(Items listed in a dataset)
+ + + +

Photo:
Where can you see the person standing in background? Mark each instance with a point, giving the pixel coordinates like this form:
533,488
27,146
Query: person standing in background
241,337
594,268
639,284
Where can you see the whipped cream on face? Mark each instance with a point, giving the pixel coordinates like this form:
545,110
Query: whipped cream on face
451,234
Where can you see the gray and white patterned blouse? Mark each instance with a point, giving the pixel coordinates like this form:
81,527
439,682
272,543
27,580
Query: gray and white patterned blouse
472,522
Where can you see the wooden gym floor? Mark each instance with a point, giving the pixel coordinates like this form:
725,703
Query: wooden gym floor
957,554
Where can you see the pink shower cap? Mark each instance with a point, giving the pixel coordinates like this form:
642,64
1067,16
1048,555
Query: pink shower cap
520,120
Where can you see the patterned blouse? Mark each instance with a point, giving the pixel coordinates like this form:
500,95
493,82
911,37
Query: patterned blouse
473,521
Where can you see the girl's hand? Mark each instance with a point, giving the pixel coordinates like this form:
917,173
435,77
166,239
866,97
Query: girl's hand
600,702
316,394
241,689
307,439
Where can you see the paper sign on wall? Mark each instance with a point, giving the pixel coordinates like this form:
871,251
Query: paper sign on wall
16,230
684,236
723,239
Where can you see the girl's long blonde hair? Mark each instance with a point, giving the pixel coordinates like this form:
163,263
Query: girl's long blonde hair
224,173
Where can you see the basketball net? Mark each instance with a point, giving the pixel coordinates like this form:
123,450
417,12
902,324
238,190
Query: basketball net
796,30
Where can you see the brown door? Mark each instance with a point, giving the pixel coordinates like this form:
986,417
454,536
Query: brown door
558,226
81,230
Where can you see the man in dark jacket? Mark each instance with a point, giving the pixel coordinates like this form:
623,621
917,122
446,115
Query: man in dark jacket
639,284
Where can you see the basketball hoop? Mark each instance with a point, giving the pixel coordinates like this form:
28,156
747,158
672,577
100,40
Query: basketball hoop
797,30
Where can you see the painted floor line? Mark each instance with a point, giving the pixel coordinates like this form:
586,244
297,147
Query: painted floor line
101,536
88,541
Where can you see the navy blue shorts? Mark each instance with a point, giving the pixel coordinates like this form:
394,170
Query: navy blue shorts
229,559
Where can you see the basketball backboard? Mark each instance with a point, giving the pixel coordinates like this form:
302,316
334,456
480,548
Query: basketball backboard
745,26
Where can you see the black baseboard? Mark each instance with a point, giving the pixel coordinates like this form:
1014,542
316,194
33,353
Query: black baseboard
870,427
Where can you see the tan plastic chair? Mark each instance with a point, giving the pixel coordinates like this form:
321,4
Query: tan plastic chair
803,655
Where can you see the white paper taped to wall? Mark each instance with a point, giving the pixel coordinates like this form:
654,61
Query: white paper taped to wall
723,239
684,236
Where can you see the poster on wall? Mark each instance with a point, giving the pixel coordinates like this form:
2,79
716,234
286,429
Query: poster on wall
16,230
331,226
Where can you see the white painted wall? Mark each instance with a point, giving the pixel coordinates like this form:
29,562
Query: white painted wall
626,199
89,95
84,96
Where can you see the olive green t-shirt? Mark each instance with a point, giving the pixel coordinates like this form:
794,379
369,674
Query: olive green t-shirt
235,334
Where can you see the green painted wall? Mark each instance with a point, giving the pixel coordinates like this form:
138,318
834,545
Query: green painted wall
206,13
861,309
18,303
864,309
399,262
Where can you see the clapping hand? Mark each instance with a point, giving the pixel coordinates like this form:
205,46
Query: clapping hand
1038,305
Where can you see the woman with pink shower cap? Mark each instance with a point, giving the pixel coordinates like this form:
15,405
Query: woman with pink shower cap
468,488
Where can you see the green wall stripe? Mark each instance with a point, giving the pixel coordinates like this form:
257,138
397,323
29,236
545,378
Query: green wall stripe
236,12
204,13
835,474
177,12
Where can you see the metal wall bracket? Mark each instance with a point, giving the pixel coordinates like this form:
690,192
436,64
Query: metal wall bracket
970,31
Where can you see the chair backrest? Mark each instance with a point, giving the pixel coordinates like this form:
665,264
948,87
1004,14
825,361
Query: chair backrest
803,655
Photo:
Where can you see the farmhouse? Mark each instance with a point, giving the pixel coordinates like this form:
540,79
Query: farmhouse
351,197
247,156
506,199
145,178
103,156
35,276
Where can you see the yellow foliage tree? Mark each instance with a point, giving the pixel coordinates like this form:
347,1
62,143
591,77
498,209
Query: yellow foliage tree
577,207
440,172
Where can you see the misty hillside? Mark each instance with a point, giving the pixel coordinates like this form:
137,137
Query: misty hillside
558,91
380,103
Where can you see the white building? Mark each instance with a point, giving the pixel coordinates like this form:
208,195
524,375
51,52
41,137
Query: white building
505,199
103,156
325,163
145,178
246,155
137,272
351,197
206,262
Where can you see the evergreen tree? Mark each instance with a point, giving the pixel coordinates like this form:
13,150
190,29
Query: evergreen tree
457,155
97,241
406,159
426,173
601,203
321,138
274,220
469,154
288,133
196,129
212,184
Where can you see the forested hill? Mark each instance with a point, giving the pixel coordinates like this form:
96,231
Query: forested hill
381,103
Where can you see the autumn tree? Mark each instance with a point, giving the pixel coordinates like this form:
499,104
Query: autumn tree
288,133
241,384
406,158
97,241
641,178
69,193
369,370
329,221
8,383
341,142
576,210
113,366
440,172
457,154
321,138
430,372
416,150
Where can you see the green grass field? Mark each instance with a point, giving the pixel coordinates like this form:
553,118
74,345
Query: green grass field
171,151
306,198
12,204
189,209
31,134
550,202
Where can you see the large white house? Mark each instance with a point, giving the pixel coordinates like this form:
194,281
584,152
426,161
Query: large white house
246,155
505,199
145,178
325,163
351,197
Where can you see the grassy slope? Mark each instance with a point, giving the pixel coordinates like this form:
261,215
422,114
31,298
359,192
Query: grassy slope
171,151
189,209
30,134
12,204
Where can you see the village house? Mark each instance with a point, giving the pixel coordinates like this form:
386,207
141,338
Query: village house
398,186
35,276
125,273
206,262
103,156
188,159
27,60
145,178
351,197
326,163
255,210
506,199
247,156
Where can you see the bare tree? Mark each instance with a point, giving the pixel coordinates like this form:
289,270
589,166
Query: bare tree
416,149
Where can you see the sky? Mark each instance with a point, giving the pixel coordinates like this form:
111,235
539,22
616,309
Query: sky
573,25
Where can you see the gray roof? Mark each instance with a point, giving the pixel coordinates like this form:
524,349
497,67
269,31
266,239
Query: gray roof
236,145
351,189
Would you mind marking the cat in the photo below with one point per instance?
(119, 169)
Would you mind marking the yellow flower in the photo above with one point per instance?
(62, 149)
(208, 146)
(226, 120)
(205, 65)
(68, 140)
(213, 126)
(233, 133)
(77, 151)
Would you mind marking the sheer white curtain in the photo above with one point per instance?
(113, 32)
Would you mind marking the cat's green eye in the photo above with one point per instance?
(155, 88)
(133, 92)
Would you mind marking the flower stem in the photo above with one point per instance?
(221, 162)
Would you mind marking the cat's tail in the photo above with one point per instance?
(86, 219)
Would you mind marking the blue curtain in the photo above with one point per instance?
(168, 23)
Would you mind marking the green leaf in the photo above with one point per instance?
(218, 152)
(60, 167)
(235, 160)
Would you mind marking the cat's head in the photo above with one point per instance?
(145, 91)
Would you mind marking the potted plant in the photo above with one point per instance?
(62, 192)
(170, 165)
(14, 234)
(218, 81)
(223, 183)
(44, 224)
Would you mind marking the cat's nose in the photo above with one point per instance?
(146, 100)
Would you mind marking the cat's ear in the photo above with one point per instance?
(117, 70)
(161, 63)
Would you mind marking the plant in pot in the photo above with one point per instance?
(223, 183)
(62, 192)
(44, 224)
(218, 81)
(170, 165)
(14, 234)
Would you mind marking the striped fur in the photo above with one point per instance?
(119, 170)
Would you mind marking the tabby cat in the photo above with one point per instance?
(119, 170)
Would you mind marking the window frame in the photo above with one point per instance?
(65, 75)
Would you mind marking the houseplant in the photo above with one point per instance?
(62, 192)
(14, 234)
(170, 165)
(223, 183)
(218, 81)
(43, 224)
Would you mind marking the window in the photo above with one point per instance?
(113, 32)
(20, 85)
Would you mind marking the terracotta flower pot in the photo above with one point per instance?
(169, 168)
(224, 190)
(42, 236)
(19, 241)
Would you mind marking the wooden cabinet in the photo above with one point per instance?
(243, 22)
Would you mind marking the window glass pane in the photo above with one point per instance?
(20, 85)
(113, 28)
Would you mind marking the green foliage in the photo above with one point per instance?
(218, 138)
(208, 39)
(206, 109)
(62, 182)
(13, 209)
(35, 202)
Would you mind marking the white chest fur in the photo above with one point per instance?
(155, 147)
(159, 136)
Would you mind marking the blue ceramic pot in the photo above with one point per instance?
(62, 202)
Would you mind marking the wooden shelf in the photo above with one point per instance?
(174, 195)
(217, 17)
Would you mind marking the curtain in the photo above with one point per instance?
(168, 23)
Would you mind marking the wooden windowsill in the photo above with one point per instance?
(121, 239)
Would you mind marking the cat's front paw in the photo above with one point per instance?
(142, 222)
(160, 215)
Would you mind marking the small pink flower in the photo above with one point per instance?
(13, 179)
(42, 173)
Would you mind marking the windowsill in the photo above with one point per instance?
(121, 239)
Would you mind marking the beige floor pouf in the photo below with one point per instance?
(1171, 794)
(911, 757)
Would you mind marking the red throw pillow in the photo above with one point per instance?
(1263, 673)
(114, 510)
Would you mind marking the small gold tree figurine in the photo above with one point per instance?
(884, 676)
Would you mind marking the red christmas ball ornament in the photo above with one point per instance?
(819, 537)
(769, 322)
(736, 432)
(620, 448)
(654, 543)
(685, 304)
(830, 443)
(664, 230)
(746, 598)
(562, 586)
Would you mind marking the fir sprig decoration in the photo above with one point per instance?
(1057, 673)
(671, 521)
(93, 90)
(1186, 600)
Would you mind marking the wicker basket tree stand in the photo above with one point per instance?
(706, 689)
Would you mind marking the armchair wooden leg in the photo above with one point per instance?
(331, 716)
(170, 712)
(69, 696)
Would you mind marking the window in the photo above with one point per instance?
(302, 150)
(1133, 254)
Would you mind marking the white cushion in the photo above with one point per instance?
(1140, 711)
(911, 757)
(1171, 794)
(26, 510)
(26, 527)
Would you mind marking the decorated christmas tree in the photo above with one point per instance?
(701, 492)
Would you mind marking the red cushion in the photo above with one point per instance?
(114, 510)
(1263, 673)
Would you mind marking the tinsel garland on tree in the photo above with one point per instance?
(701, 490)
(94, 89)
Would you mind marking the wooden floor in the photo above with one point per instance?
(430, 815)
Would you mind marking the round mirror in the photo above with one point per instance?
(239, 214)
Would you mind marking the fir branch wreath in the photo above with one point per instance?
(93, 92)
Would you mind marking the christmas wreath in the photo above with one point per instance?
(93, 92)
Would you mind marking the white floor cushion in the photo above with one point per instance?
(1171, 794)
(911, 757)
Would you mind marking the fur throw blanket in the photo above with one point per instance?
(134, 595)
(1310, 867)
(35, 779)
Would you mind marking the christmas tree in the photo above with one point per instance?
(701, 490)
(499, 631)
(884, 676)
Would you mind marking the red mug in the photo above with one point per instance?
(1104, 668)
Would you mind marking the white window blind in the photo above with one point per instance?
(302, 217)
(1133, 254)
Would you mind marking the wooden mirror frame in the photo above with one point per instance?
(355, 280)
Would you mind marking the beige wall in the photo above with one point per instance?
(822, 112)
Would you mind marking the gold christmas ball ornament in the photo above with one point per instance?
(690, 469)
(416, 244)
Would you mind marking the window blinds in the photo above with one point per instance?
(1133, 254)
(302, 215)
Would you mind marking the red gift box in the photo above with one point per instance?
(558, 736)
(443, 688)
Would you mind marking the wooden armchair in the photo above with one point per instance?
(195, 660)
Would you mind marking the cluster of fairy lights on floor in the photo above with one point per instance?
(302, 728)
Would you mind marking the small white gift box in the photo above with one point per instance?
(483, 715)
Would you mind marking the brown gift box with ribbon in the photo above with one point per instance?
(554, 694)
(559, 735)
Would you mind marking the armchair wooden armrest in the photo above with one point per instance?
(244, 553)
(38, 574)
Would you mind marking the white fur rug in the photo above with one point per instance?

+ + + +

REQUEST =>
Emit verbatim the lines running from the one with "Would you mind marking the wooden armchair" through the last line of the data, both endpoints inclusive.

CORRECT RESULT =>
Would you mind marking the wooden armchair in the photo above with one point per instance?
(195, 660)
Would you mind marking the cluster of fairy lights on floor in the photo above with one point per instance?
(302, 728)
Would you mind marking the small white gift box in the photo above with one point per instance?
(483, 715)
Would you mind marking the brown gift box with ribbon in the photo above with one point per instance?
(554, 694)
(559, 735)
Would you mind marking the armchair wooden armrest in the photo above with one point per instance?
(244, 553)
(38, 574)
Would you mind marking the white fur rug in the photo above with one point per instance?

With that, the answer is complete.